> _EXERCISE BRIEF_: In the entries that follow, count each line containing "next" and state the total, nothing more.
---------------
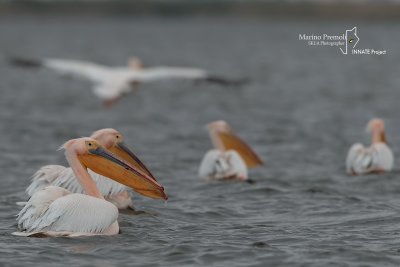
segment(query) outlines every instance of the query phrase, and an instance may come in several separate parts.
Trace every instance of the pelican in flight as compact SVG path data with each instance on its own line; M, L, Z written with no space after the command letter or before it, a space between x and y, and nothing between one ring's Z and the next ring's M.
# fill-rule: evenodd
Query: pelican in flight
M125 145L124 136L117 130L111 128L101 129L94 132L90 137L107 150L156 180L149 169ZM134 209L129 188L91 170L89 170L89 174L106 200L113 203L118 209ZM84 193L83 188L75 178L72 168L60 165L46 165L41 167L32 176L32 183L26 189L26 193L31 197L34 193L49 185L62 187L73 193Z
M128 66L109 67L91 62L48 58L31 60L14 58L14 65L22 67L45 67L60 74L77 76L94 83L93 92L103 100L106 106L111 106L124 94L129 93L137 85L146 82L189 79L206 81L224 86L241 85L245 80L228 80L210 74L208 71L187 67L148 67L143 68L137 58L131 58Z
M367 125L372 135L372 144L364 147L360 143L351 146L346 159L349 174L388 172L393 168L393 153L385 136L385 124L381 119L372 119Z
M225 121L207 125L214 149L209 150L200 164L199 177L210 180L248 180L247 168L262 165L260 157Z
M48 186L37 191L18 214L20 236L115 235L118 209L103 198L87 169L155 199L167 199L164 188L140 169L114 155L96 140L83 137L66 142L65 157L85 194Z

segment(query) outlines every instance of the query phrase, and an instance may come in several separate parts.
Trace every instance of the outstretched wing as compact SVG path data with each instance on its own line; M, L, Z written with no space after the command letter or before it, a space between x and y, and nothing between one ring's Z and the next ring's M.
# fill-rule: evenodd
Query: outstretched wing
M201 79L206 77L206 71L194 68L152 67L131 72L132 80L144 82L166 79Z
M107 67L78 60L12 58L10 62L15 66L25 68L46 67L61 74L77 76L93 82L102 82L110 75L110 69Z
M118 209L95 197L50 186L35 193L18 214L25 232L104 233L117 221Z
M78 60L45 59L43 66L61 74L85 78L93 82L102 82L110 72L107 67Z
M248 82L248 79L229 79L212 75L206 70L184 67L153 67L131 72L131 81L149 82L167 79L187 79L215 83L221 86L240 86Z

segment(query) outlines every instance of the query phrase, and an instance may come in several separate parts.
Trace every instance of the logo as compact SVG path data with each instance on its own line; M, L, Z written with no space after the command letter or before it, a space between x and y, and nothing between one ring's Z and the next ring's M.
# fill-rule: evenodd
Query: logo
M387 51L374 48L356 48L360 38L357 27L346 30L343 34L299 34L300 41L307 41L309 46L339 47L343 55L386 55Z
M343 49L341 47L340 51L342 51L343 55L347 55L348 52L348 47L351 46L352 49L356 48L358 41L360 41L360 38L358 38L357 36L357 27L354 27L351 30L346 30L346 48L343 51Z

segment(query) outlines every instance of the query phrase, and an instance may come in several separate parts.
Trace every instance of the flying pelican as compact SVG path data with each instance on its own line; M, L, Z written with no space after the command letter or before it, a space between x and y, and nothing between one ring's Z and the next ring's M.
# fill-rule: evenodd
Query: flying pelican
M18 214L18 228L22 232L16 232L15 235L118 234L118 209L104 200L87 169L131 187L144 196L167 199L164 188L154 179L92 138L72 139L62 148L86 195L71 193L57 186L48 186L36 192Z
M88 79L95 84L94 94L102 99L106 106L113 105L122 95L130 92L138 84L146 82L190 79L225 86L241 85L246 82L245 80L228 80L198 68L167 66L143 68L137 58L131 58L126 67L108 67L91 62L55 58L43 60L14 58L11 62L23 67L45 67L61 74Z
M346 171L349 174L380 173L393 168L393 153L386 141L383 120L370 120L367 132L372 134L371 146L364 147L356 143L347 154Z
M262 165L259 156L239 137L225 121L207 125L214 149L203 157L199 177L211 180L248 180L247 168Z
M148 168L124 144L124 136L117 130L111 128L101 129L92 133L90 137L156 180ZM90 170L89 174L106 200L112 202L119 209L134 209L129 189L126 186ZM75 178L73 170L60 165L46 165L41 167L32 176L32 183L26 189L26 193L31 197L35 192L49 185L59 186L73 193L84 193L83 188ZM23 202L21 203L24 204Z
---------------
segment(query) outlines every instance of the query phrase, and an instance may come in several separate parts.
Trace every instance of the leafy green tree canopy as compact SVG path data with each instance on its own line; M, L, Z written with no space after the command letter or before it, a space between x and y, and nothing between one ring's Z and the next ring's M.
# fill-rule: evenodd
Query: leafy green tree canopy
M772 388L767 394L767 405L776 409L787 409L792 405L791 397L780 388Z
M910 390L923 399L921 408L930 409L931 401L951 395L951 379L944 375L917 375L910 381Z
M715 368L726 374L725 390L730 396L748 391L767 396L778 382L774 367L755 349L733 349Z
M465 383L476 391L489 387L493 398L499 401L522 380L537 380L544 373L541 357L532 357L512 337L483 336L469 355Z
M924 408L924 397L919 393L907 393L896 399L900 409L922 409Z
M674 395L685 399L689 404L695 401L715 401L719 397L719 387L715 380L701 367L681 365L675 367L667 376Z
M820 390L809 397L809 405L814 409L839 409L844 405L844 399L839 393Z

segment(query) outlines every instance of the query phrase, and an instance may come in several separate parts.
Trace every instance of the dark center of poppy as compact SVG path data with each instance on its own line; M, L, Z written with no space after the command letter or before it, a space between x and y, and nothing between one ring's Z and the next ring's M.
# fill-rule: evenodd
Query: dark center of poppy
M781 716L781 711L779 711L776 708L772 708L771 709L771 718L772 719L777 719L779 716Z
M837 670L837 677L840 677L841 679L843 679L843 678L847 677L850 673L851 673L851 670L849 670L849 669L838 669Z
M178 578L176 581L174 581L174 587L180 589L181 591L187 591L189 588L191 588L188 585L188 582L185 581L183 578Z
---------------
> _WRITTEN RESPONSE_: 6